WHAT YOU ARE ASKED TO DO :: Can you reproduce, character for character, the part of the data that opens with the line containing "If you could segment every instance of the garden" and runs through the end of the data, with both ends included?

>> START INFORMATION PROVIDED

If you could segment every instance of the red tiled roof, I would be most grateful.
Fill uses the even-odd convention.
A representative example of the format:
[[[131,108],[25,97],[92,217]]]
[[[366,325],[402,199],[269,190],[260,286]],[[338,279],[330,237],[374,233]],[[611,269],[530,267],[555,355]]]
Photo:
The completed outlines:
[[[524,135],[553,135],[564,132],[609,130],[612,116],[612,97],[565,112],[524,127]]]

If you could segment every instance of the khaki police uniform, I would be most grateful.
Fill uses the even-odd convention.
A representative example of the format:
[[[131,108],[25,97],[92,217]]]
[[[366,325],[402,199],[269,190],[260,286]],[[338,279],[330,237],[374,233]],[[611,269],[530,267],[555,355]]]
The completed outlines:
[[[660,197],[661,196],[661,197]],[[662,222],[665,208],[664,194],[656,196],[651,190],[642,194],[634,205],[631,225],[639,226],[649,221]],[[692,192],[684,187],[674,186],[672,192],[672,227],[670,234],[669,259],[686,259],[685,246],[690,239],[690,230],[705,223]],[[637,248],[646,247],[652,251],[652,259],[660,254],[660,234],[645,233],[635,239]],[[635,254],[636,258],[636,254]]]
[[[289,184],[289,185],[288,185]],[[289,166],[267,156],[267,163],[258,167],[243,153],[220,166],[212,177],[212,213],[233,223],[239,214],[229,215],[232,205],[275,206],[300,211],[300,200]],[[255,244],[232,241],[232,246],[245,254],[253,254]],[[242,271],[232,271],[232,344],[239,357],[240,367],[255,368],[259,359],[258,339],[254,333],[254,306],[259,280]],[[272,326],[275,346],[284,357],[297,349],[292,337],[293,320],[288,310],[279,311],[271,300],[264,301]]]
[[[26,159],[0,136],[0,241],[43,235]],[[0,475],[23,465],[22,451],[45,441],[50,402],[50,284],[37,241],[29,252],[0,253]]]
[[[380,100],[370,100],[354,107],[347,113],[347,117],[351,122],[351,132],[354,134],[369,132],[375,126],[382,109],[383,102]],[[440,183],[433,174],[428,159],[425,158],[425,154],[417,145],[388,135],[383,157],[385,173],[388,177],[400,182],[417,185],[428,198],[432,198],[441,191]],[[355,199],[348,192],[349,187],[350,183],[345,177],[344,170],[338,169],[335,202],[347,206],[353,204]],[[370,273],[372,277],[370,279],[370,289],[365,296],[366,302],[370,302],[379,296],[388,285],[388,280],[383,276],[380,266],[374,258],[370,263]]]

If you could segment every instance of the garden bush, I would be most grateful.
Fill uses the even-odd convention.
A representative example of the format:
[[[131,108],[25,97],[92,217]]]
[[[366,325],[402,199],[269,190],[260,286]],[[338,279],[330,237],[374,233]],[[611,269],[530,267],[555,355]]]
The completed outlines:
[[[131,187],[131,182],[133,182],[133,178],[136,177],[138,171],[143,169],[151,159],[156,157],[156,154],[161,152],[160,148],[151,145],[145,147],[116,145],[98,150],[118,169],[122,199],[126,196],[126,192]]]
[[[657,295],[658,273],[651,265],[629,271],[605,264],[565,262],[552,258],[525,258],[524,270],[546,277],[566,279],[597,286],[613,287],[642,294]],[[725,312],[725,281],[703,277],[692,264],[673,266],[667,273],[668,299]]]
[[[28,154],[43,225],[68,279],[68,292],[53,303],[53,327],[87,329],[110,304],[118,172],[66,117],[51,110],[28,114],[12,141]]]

>> END INFORMATION PROVIDED

RESPONSE ::
If you could segment every instance of the garden bush, I would be most grateful.
Fill uses the even-odd convention.
A representative example of the format:
[[[131,108],[25,97],[92,217]]]
[[[366,325],[402,199],[269,190],[260,286]],[[338,279],[330,237],[374,233]],[[611,269],[530,267],[555,355]]]
The completed outlines:
[[[131,187],[131,182],[133,182],[133,178],[136,177],[138,171],[143,169],[151,159],[156,157],[156,154],[161,152],[160,148],[151,145],[145,147],[116,145],[98,150],[118,169],[122,199],[126,196],[126,192]]]
[[[657,295],[658,273],[651,265],[629,271],[605,264],[565,262],[552,258],[525,258],[524,270],[546,277],[566,279],[597,286],[613,287],[642,294]],[[725,312],[725,281],[703,277],[692,264],[673,266],[667,273],[668,299]]]
[[[28,154],[43,225],[68,279],[68,292],[53,303],[53,327],[87,329],[110,304],[118,172],[66,117],[51,110],[28,114],[12,141]]]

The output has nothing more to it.